Provided records section start
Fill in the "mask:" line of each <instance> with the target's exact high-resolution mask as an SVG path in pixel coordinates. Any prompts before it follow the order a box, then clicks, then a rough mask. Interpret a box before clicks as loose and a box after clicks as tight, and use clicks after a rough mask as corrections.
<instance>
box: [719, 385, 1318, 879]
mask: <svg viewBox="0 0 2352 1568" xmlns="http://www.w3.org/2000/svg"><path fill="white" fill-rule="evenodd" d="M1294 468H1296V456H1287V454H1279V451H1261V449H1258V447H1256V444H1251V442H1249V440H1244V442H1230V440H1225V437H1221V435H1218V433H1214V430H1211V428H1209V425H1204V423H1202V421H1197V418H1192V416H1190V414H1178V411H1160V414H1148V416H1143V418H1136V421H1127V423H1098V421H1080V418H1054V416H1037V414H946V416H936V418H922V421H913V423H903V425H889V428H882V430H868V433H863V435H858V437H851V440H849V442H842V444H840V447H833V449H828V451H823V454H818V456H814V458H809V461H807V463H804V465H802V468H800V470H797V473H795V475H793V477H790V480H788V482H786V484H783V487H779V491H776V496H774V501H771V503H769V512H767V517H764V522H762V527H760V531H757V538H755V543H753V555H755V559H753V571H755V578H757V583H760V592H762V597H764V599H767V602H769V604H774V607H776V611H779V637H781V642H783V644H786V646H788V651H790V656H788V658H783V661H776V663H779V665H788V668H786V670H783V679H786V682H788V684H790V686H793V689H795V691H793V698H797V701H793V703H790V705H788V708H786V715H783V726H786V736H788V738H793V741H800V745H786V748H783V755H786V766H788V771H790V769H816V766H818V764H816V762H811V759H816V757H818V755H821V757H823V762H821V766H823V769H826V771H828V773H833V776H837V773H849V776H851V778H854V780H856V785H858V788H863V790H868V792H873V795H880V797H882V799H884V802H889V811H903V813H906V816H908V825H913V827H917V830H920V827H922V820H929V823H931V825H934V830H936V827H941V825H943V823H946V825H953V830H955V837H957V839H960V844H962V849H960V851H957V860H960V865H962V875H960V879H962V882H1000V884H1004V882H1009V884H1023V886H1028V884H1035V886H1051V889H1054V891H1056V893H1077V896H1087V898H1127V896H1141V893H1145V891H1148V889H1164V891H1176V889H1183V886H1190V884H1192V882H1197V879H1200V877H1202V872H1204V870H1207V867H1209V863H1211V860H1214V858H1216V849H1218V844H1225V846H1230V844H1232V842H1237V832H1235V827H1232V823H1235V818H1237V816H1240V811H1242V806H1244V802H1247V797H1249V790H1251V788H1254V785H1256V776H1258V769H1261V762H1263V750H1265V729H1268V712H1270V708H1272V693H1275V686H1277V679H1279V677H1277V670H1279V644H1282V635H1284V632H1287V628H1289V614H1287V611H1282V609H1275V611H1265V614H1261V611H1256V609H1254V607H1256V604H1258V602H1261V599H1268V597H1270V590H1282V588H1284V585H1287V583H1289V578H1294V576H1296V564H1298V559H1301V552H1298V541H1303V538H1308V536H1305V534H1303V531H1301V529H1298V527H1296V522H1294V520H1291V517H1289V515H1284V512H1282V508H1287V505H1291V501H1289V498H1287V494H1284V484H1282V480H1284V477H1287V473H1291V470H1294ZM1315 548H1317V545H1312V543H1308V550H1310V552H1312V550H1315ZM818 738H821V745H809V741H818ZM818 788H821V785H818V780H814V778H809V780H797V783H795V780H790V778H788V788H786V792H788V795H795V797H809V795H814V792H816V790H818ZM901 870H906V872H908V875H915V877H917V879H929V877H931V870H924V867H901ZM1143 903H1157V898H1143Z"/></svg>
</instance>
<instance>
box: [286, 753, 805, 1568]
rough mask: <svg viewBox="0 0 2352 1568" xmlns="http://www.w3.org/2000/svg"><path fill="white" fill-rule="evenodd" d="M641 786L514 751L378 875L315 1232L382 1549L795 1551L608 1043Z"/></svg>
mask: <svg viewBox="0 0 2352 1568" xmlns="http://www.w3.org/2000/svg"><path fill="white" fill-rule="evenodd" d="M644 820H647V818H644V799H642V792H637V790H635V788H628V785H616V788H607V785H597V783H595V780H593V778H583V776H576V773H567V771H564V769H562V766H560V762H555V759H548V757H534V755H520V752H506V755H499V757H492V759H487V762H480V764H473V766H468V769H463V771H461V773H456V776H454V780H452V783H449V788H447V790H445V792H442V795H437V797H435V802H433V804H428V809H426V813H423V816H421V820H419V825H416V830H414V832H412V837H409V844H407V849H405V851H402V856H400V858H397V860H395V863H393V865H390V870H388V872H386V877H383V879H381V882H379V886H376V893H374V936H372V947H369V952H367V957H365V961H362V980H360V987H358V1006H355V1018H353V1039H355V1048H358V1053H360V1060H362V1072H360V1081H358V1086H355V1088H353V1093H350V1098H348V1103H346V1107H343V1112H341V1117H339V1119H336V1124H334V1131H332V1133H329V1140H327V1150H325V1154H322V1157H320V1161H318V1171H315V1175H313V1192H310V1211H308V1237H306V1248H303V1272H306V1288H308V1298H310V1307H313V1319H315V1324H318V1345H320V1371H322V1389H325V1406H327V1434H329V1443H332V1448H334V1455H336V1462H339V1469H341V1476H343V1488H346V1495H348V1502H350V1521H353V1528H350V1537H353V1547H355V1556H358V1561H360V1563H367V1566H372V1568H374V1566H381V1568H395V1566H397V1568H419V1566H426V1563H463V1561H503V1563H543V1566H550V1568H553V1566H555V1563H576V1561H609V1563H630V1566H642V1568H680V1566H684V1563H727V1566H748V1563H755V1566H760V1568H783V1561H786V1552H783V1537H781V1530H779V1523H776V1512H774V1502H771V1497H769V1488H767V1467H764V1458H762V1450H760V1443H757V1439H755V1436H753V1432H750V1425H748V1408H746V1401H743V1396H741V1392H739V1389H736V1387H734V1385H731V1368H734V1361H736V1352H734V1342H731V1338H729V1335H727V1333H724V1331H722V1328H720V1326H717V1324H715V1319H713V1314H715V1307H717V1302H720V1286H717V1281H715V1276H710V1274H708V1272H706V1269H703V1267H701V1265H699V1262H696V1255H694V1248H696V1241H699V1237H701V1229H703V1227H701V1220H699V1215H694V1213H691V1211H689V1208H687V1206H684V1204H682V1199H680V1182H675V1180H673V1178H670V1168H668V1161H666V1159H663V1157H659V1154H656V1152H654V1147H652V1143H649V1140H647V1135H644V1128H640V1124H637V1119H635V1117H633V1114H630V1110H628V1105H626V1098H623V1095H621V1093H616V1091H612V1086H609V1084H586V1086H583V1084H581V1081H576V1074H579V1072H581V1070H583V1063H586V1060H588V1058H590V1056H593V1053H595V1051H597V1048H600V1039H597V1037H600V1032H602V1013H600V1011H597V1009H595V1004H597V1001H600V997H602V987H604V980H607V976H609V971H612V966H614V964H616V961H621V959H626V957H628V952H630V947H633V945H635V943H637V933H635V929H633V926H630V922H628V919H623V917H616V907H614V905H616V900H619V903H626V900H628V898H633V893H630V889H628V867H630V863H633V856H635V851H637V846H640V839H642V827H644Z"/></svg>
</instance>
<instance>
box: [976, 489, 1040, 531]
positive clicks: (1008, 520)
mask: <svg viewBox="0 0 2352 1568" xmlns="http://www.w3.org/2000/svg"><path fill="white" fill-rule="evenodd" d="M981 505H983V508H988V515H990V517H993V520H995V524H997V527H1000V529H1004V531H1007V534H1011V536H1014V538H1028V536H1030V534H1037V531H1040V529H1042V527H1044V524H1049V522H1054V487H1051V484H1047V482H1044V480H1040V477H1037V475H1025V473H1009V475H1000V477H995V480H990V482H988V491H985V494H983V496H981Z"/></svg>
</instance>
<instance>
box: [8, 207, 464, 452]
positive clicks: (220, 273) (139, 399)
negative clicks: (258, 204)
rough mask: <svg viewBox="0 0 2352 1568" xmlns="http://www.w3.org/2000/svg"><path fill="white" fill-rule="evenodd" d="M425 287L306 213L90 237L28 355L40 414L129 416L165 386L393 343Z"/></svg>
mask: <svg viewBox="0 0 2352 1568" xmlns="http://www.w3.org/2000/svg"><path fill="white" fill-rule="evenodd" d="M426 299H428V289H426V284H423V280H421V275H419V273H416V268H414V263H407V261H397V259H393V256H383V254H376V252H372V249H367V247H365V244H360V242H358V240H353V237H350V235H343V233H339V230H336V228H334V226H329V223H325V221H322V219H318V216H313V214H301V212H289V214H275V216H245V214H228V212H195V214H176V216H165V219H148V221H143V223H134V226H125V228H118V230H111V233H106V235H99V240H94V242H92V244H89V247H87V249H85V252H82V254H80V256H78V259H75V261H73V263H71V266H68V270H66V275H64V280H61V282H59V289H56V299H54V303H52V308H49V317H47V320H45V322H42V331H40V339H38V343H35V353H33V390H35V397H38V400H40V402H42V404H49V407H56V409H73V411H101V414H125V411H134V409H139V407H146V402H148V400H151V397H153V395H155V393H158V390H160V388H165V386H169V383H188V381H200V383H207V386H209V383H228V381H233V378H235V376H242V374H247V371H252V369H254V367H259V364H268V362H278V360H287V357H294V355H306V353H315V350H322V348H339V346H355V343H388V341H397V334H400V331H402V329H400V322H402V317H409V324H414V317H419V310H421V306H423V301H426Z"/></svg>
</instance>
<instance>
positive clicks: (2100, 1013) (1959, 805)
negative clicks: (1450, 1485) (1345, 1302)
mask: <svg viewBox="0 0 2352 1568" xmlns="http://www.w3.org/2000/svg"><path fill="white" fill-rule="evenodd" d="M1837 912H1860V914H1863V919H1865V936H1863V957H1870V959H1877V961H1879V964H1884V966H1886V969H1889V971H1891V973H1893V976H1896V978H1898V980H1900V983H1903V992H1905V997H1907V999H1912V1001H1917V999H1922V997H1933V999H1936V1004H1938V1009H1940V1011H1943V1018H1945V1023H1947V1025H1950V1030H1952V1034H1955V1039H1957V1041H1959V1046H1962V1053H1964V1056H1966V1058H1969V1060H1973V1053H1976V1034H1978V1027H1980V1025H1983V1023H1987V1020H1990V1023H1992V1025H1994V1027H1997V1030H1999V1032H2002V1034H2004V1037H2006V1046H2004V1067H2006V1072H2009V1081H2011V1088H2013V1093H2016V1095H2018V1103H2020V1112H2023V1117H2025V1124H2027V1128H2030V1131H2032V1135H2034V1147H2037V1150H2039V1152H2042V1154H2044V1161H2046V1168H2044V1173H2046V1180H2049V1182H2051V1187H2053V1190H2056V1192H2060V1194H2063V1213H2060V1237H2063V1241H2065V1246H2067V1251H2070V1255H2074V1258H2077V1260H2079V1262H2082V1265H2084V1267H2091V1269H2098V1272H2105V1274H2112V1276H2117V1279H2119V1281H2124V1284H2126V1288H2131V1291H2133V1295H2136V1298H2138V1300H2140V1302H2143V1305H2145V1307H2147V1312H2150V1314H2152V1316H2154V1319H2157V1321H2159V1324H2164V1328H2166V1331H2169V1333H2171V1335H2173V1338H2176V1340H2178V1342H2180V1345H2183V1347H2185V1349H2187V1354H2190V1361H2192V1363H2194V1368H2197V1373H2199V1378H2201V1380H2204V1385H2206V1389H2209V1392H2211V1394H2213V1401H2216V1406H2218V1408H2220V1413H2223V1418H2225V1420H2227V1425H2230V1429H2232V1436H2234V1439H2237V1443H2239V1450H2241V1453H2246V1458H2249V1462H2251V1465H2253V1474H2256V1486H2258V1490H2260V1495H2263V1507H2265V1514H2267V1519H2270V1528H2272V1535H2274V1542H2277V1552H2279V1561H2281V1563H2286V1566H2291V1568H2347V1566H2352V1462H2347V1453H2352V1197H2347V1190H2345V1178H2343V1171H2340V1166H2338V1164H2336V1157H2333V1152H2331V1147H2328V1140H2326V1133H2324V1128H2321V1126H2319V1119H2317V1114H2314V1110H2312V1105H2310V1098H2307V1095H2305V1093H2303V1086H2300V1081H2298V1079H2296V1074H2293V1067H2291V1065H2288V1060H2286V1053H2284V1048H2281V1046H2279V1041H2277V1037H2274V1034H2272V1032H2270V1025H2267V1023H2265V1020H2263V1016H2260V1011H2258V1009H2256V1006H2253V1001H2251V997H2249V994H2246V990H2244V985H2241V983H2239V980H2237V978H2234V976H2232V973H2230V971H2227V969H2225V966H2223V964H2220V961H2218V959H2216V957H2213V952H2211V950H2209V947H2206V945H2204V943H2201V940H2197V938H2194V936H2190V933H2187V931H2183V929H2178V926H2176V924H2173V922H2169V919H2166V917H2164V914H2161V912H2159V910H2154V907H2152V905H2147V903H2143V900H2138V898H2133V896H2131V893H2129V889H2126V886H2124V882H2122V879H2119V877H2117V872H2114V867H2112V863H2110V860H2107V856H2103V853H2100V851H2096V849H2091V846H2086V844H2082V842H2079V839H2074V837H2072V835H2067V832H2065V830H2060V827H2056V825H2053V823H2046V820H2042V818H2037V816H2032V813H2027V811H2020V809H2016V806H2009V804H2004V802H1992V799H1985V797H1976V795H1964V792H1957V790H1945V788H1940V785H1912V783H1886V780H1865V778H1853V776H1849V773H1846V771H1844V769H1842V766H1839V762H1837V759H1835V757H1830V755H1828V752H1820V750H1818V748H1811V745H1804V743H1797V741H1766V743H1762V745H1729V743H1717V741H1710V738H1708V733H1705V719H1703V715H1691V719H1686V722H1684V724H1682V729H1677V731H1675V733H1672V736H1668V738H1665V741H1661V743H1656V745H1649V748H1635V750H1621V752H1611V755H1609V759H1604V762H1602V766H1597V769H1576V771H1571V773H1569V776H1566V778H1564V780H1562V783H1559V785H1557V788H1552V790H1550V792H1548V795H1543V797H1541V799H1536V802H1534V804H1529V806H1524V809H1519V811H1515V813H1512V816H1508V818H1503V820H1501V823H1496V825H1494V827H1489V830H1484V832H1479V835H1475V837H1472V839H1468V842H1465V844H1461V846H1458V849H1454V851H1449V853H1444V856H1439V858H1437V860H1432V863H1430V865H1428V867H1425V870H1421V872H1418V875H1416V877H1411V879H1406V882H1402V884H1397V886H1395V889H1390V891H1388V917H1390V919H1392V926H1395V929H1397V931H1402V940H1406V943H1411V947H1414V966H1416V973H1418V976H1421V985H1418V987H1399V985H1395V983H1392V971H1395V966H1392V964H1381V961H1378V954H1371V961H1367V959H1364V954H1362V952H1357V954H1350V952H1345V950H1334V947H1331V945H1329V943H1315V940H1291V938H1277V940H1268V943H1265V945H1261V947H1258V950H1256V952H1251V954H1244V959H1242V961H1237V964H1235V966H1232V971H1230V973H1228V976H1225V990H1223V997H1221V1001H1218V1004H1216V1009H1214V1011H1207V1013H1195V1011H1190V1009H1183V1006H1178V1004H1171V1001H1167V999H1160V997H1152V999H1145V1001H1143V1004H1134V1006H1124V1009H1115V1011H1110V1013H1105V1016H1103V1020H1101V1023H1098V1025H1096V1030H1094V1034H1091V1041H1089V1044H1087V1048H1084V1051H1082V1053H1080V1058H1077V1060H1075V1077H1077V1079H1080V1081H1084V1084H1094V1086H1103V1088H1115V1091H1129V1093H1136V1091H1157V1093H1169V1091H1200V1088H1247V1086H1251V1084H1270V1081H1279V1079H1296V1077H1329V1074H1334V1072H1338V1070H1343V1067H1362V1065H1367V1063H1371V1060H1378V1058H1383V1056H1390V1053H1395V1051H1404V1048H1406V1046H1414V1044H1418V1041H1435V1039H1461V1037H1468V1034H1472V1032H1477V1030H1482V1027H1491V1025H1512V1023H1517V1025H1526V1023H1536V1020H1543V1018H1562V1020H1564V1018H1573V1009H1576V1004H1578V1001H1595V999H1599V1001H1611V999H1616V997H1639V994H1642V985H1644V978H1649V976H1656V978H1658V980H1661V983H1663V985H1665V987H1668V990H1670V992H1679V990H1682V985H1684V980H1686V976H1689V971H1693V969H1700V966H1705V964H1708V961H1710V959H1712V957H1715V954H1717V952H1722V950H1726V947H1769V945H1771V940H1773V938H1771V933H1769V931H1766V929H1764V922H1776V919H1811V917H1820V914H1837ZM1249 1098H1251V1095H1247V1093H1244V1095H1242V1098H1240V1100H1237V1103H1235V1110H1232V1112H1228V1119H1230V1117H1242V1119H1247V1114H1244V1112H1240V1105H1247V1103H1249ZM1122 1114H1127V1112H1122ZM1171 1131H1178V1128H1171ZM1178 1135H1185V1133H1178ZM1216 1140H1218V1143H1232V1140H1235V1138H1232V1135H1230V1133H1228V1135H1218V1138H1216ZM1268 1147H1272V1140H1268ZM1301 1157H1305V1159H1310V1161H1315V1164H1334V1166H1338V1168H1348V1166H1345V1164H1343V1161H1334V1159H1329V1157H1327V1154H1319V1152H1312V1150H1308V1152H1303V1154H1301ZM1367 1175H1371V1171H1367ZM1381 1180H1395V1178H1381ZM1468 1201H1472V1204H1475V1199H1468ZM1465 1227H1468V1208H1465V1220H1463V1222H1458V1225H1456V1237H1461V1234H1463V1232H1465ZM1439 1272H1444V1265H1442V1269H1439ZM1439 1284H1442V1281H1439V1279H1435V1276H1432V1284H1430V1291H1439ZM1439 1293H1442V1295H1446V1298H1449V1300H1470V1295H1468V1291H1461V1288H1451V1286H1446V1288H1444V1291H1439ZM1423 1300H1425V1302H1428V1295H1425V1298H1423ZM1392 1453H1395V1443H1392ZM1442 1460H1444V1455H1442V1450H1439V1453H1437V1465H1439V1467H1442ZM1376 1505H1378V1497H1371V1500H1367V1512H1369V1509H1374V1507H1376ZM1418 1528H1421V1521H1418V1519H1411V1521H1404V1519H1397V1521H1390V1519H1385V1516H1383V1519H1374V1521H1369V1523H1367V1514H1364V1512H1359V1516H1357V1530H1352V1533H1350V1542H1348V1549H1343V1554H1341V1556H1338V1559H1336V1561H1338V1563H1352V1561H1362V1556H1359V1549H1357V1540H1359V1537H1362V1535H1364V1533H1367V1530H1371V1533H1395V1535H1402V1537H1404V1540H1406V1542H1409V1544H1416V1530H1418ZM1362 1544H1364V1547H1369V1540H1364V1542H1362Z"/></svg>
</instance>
Provided records section end
== Your assignment ==
The listing above holds a line with "positive clicks: (1008, 520)" and a line with "negative clicks: (258, 204)". Print the stretch from the first through the second, exactly and alone.

== Reply ==
positive clicks: (1008, 520)
mask: <svg viewBox="0 0 2352 1568" xmlns="http://www.w3.org/2000/svg"><path fill="white" fill-rule="evenodd" d="M981 505H983V508H988V515H990V517H993V520H995V524H997V527H1000V529H1004V531H1007V534H1011V536H1014V538H1028V536H1030V534H1037V531H1040V529H1042V527H1044V524H1049V522H1054V487H1051V484H1047V482H1044V480H1040V477H1037V475H1025V473H1009V475H1000V477H995V480H990V482H988V491H985V494H983V496H981Z"/></svg>
</instance>
<instance>
box: [8, 207, 464, 452]
positive clicks: (220, 273) (139, 399)
negative clicks: (258, 204)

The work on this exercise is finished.